Natural language region descriptions
______________________________

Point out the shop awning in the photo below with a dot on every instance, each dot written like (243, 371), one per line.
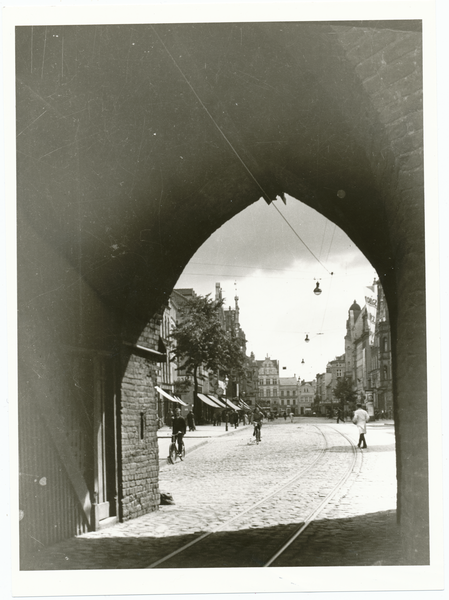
(217, 401)
(179, 400)
(230, 404)
(207, 400)
(167, 395)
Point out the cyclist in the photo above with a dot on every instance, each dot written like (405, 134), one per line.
(257, 420)
(178, 428)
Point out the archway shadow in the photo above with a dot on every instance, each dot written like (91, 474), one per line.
(366, 540)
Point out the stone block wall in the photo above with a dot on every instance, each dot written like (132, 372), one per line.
(389, 65)
(138, 417)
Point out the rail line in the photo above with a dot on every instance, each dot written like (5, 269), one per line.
(278, 489)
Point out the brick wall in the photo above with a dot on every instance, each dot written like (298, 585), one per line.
(389, 65)
(139, 448)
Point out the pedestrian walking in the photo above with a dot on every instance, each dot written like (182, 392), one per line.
(361, 418)
(178, 428)
(191, 420)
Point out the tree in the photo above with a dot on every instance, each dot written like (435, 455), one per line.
(344, 392)
(200, 340)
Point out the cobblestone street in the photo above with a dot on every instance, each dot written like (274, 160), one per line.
(286, 476)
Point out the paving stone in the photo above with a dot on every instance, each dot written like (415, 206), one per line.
(226, 475)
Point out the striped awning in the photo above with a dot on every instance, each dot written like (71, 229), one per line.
(167, 395)
(207, 401)
(217, 401)
(230, 404)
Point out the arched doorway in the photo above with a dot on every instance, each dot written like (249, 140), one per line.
(143, 140)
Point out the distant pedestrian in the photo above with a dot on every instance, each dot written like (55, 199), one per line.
(191, 420)
(361, 418)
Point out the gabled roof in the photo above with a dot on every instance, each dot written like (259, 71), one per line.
(288, 381)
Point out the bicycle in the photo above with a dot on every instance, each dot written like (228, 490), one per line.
(257, 427)
(173, 451)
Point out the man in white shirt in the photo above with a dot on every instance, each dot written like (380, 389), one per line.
(361, 418)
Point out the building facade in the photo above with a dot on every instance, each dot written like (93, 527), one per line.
(268, 383)
(306, 396)
(288, 394)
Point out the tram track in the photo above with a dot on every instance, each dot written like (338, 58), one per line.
(288, 485)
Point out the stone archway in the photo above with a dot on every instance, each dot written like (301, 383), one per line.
(138, 142)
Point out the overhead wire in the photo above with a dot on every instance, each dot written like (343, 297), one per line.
(266, 196)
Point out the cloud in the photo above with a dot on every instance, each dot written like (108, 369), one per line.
(258, 257)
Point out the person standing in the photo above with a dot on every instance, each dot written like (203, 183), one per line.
(361, 418)
(257, 420)
(178, 428)
(191, 420)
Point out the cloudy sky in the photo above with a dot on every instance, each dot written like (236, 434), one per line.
(258, 257)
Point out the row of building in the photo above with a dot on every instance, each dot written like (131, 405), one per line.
(366, 361)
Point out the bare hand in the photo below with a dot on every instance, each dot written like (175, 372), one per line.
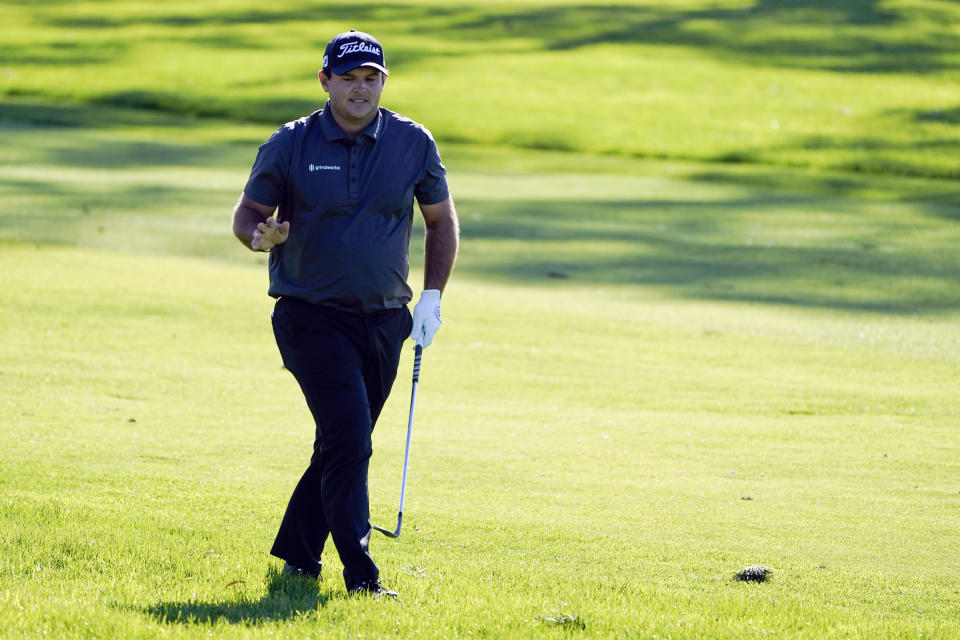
(269, 234)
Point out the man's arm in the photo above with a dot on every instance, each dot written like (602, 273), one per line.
(440, 248)
(441, 243)
(255, 226)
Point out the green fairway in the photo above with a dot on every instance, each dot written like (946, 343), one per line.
(679, 340)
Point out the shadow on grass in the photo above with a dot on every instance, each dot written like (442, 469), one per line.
(763, 248)
(853, 35)
(287, 597)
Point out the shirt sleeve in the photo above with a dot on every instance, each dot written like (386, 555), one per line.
(268, 177)
(432, 188)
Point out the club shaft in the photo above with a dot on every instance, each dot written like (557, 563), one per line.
(406, 454)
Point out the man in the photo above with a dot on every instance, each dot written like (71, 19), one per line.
(344, 179)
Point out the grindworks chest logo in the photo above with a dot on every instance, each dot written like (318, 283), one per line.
(322, 167)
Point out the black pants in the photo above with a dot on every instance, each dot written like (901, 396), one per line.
(346, 364)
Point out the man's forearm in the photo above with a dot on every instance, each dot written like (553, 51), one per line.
(440, 252)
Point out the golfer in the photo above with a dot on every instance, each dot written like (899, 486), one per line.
(342, 182)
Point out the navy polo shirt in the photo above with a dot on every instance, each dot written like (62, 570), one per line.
(350, 207)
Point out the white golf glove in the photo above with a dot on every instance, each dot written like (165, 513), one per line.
(426, 317)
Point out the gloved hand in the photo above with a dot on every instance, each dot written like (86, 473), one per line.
(426, 317)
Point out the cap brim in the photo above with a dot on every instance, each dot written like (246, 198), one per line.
(349, 66)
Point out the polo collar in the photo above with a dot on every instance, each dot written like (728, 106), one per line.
(332, 131)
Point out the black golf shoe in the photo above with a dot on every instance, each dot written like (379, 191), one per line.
(297, 572)
(374, 589)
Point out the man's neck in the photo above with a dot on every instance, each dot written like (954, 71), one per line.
(352, 130)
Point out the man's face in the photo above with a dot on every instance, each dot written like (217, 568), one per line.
(355, 95)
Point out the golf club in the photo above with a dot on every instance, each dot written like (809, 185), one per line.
(418, 352)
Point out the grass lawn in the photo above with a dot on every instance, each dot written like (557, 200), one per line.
(670, 350)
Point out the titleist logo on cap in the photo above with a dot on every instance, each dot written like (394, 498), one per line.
(357, 47)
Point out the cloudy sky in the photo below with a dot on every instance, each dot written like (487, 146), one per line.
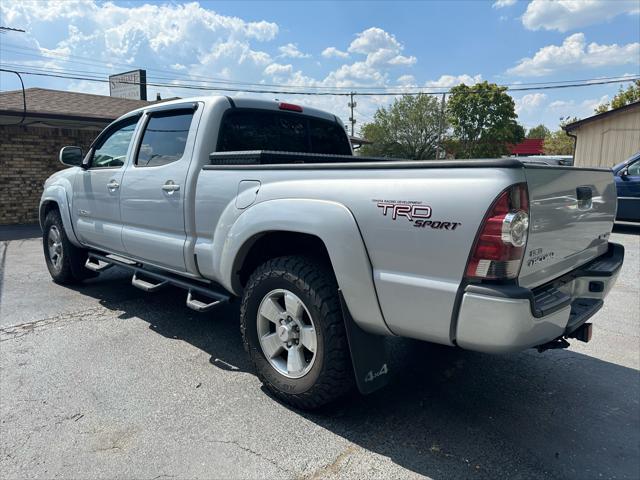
(331, 46)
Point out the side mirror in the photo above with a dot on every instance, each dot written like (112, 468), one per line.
(624, 173)
(71, 156)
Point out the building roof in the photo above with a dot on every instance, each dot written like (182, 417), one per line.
(572, 126)
(62, 105)
(529, 146)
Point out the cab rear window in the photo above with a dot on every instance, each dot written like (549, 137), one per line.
(244, 129)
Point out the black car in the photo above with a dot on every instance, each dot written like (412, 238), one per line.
(627, 176)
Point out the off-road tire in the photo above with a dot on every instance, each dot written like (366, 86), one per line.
(331, 375)
(71, 268)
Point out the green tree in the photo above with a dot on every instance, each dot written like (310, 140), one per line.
(406, 129)
(539, 131)
(625, 96)
(483, 119)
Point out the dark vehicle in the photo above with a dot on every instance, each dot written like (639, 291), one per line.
(627, 176)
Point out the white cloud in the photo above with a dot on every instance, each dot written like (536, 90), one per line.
(574, 53)
(503, 3)
(330, 52)
(580, 109)
(380, 47)
(453, 80)
(278, 70)
(563, 15)
(407, 80)
(290, 50)
(530, 102)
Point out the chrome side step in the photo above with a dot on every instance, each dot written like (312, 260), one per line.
(96, 265)
(147, 286)
(200, 306)
(153, 280)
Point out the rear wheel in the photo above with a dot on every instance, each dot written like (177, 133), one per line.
(293, 329)
(65, 261)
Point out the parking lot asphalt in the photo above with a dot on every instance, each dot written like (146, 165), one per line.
(106, 381)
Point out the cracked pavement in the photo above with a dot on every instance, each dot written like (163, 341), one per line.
(106, 381)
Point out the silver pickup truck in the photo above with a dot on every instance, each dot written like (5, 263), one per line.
(331, 252)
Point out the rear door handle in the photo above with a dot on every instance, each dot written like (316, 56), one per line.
(170, 186)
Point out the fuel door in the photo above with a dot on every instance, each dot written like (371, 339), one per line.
(247, 193)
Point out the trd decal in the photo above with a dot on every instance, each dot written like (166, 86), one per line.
(415, 212)
(538, 256)
(410, 212)
(437, 224)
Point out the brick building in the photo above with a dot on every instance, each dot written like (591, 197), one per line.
(30, 142)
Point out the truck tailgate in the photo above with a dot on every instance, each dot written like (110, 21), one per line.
(571, 216)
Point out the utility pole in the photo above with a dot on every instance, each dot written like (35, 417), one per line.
(438, 147)
(352, 119)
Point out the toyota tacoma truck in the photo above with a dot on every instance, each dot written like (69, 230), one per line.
(331, 252)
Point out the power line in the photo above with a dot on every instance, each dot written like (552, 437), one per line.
(214, 80)
(319, 93)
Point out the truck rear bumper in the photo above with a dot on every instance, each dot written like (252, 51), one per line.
(508, 318)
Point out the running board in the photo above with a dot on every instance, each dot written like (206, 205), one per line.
(96, 266)
(200, 306)
(147, 286)
(154, 280)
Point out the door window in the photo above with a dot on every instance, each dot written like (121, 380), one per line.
(165, 138)
(111, 149)
(634, 169)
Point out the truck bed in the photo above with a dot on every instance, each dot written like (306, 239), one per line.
(279, 159)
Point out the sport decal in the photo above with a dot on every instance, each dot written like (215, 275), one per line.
(415, 212)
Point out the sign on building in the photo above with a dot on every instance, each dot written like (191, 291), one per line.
(131, 85)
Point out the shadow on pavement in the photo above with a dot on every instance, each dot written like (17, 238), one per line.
(19, 232)
(627, 227)
(447, 413)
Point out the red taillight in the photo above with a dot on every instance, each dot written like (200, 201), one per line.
(290, 106)
(500, 245)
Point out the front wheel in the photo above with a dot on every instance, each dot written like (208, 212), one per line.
(65, 261)
(293, 329)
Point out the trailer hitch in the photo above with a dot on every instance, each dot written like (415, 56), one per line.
(558, 343)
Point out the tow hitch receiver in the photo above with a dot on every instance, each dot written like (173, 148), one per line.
(583, 333)
(553, 344)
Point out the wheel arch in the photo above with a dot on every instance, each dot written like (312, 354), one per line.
(326, 229)
(54, 197)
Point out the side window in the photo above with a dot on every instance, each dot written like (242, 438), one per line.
(327, 137)
(165, 138)
(262, 130)
(634, 169)
(111, 149)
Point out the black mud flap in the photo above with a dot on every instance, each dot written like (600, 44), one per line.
(368, 355)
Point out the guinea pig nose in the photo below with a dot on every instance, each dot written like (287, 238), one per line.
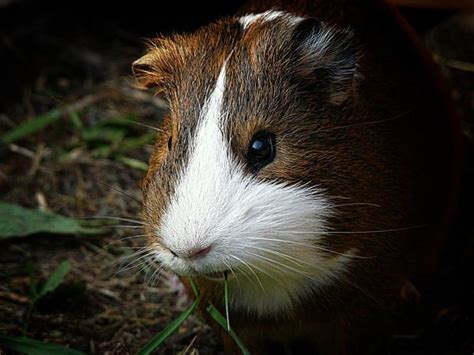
(193, 253)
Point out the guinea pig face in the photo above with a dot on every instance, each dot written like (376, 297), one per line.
(234, 185)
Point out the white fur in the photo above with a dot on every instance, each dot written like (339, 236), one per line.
(265, 232)
(267, 16)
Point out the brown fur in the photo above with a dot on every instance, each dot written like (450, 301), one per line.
(383, 137)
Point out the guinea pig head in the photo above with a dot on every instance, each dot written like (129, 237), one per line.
(244, 175)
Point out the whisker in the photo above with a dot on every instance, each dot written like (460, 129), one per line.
(136, 221)
(124, 226)
(156, 129)
(118, 190)
(283, 255)
(231, 270)
(251, 270)
(136, 236)
(312, 246)
(299, 272)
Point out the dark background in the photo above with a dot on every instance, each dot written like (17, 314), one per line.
(56, 54)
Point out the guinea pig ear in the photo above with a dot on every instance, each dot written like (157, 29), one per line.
(327, 55)
(154, 69)
(143, 71)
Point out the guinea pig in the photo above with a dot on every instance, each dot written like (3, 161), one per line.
(307, 155)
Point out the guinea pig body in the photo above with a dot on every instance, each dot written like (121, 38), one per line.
(307, 156)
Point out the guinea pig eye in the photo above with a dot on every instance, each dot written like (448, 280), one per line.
(261, 150)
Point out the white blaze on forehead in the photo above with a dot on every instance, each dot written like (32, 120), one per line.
(267, 16)
(267, 231)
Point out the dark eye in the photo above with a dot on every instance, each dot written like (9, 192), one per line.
(261, 150)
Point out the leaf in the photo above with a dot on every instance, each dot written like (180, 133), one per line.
(17, 221)
(219, 318)
(55, 279)
(170, 329)
(30, 127)
(34, 347)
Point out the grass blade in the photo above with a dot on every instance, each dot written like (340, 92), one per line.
(34, 347)
(226, 301)
(193, 286)
(17, 221)
(30, 127)
(219, 318)
(55, 279)
(170, 329)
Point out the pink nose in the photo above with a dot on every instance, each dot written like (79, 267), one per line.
(193, 253)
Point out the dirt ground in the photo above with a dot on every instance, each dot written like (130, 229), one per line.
(87, 164)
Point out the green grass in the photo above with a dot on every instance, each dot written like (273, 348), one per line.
(171, 328)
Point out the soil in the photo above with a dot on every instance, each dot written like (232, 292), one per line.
(110, 303)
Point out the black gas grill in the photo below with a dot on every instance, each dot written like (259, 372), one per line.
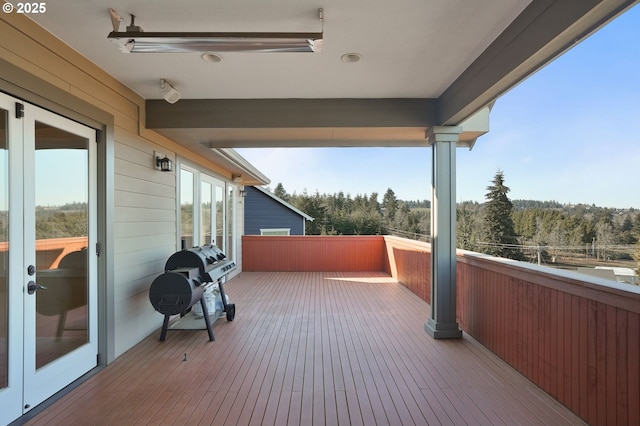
(187, 274)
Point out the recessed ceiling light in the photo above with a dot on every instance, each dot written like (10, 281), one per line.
(351, 57)
(211, 57)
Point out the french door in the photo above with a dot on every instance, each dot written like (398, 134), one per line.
(48, 267)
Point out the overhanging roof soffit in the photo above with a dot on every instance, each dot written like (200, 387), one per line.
(543, 31)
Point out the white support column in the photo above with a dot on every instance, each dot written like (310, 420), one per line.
(442, 323)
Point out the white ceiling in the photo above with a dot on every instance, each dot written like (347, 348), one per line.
(409, 48)
(424, 63)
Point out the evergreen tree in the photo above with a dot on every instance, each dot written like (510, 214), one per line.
(281, 193)
(499, 232)
(390, 205)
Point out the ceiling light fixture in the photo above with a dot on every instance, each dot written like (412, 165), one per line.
(351, 57)
(184, 42)
(169, 93)
(211, 57)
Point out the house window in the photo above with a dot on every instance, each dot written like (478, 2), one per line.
(210, 221)
(187, 213)
(275, 231)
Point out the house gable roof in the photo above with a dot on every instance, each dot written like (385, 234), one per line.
(284, 203)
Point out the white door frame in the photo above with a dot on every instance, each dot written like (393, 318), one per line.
(28, 387)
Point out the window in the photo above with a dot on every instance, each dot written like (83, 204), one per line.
(187, 213)
(208, 222)
(275, 231)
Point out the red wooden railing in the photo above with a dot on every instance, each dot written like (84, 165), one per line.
(312, 253)
(577, 337)
(50, 251)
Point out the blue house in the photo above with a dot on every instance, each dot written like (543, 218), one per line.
(267, 214)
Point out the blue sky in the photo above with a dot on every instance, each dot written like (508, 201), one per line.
(570, 133)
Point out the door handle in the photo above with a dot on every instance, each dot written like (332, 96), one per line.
(32, 287)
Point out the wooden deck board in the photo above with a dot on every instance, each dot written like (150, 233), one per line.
(310, 348)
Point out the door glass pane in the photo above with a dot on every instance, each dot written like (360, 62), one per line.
(4, 248)
(219, 197)
(205, 212)
(62, 229)
(186, 208)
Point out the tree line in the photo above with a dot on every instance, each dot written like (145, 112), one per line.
(499, 226)
(342, 214)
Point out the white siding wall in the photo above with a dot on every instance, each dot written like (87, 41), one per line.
(145, 236)
(144, 227)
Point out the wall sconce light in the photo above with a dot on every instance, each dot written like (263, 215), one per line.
(164, 164)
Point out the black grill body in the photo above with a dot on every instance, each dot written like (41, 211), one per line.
(182, 285)
(174, 292)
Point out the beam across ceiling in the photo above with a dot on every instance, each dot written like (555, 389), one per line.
(290, 113)
(234, 123)
(542, 32)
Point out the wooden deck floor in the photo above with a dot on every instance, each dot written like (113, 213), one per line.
(310, 348)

______________________________

Activity - Output, exactly and with no other text, the line that contains "Point out the wooden deck floor" and all lines from there to the end of the records.

Output for this exercise -
Point out the wooden deck floor in the photo above with a dot on every instance, each dot written like (113, 213), one per line.
(310, 348)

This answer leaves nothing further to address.